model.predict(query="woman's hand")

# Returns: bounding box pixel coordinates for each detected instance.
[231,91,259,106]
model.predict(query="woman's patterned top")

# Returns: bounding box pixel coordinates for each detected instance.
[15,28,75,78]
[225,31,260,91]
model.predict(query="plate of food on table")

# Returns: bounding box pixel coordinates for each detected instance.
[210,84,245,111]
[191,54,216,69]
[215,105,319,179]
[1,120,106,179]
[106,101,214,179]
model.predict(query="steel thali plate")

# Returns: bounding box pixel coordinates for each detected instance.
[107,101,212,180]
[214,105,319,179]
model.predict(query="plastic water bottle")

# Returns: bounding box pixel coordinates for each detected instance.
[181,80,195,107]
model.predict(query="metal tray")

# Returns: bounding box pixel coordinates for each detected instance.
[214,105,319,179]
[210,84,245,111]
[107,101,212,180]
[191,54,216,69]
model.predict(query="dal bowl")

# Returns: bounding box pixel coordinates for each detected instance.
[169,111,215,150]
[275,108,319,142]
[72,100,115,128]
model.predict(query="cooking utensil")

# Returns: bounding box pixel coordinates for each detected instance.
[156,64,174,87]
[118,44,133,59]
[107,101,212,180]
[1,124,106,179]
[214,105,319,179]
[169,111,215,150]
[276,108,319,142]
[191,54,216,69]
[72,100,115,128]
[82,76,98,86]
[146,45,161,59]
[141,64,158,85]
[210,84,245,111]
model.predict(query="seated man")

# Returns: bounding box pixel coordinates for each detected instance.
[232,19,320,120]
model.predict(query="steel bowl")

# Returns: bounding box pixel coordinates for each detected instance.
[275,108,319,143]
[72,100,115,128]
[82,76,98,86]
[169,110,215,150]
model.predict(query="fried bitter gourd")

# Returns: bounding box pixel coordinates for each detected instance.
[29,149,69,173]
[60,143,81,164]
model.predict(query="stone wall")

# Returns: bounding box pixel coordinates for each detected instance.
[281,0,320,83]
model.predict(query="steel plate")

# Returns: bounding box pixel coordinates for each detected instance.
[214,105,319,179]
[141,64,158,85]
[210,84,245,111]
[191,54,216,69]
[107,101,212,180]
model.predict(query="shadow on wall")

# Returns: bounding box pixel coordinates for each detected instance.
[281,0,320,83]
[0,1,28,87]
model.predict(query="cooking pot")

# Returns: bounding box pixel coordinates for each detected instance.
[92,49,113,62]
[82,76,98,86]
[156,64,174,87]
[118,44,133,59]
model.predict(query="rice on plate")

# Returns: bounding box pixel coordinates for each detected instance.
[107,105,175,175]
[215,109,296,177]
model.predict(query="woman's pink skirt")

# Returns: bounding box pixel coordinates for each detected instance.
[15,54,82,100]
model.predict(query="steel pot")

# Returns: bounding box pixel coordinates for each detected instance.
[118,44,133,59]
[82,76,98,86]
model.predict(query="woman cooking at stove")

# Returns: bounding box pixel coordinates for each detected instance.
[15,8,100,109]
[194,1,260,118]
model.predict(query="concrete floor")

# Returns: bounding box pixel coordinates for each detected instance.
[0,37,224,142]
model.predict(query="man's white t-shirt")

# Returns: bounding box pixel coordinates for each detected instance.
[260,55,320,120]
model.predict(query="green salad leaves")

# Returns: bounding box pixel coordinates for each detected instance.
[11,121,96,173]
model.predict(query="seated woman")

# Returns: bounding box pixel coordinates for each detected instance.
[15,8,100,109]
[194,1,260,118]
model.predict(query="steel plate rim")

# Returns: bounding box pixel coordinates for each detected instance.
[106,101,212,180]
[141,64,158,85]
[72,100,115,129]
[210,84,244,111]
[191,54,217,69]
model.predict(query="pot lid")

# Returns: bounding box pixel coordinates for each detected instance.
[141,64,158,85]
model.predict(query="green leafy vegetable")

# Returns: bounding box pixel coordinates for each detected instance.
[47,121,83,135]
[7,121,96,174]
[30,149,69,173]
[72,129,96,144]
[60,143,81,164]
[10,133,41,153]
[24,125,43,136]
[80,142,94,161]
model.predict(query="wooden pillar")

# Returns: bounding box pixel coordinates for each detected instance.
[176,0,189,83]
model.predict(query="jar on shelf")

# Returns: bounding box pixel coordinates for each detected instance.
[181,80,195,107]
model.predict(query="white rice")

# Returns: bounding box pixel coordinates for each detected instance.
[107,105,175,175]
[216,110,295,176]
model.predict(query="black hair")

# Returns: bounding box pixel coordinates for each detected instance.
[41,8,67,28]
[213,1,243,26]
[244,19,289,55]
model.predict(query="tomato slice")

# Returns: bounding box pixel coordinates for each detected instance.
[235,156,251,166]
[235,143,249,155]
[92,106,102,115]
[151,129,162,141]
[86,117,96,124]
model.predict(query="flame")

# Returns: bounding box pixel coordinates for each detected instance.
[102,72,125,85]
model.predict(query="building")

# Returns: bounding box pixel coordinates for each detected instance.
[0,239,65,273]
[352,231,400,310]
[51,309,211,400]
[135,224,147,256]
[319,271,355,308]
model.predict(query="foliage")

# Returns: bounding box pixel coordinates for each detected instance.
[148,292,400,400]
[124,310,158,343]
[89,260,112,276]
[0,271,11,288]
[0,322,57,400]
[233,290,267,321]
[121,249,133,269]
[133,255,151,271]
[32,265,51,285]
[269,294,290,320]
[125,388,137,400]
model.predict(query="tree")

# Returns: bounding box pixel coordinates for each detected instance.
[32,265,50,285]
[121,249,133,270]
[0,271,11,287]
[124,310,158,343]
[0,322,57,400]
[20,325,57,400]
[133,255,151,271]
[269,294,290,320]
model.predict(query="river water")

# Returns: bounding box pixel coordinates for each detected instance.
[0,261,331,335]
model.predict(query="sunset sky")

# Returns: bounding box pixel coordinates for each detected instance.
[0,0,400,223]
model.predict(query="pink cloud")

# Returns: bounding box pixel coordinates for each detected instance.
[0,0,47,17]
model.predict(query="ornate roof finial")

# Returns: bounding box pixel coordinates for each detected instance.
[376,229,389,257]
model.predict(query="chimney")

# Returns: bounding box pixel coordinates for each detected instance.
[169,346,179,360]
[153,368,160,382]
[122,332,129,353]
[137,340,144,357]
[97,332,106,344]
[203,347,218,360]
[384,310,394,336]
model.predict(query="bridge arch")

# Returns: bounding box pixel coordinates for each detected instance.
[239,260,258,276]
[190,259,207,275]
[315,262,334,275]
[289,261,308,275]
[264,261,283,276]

= = = = = = =

> **PROMPT**
Extract each line in the material above that contains the string "rice".

> **EXERCISE RESULT**
model.predict(query="rice on plate")
model.predict(query="white rice")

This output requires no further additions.